## Documento
____________

Simbolicamente, a caminhada de Lula até aqui, criando o arco de alianças, funcionou como uma estratégia de guerra. Nada foi fácil e nem será. Ele, porém, conseguiu poupar o Brasil do mergulho num embate mortal de proporções inimagináveis para um país com 215 milhões de habitantes, de grande extensão territorial e abrigo da maior floresta tropical do mundo da qual depende a sobrevivência da humanidade.
Ele é um guerreiro que nutre bons afetos, sabe fazer política usando da palavra, algo que é próprio do ser humano evoluído na sua e existência, e é de importância fundamental para o Brasil e para o mundo; para o povo brasileiro e para a humanidade.
Com o perfil humanizado e humanizante que tem, Lula dispensa as armas automáticas de tiros em série. Ele sabe bem que as armas e os seus projéteis não são instrumentos da política de vida civil, são projéteis pérfuro contundentes, destrutivos dos corpos que aniquilam projetos de vida.
Lula não enxerga inimigos, mas adversários com pontos de vista diferentes do seu e, nesse sentido, age e provou que “as flores vencem o canhão”. Ele quebrou parte dos espinhos fascistas e demonstra disposição para continuar na luta até que eles murchem.
Logicamente nem todos desapareceram, muitos se retraíram e, ainda, podem voltar a eclodir. Portanto, cuidemos do nosso jardim. Estejamos atentos ao florescimento das nossas políticas públicas, da nossa primavera cujas flores Lula polenizou no país ao longo dos seus dois mandatos anteriores, como nunca se tinha feito na História do Brasil, como nunca se tinha visto. Foram muitas políticas de inclusão das parcelas vulnerabilizadas do povo e o povo brasileiro demonstrou que não esqueceu.
Os governos de Lula e Dilma foram governos honrados e empenhados em seguir os princípios fundadores do Partido dos Trabalhadores, fundado há 40 anos pelo próprio Lula, quando era líder sindical. O povo brasileiro, por seu turno, ao votar em Lula em 2022 também deixou claro para o mundo que tem uma honra inabalável e soberana, atento às necessidades reais de vida da classe trabalhadora e preocupado em como compatibilizar isso com outras questões de grande envergadura para a estabilidade social e econômica do país, dentre elas, a preservação ambiental e proteção dos povos originários. A democracia que, desde 1988, no Brasil, era tratada como projeto, floresceu, brotando do chão, como um sonho impossível, tornado possível.

____________

## Dados registrados
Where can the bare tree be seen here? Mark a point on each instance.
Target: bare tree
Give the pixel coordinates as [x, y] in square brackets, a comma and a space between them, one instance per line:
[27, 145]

____________

## Tarefa proposta A
Reescreva de forma mais breve o parágrafo do documento que começa com "Lula não enxerga inimigos", mantendo os fatos principais.
## Tarefa proposta B
Reproduza fielmente, do documento, tudo desde "Ele é um guerreiro" até "para a humanidade.".
## Tarefa proposta C
Segundo o documento, há quantos anos o Partido dos Trabalhadores foi fundado?
As linhas registradas não têm relação com o documento.

## Resposta A
Lula vê adversários com outros pontos de vista, e não inimigos, e provou que "as flores vencem o canhão". Ele quebrou parte dos espinhos fascistas e está disposto a seguir na luta até que murchem.

## Resposta B
Ele é um guerreiro que nutre bons afetos, sabe fazer política usando da palavra, algo que é próprio do ser humano evoluído na sua e existência, e é de importância fundamental para o Brasil e para o mundo; para o povo brasileiro e para a humanidade.

## Resposta C
O partido foi fundado há 40 anos.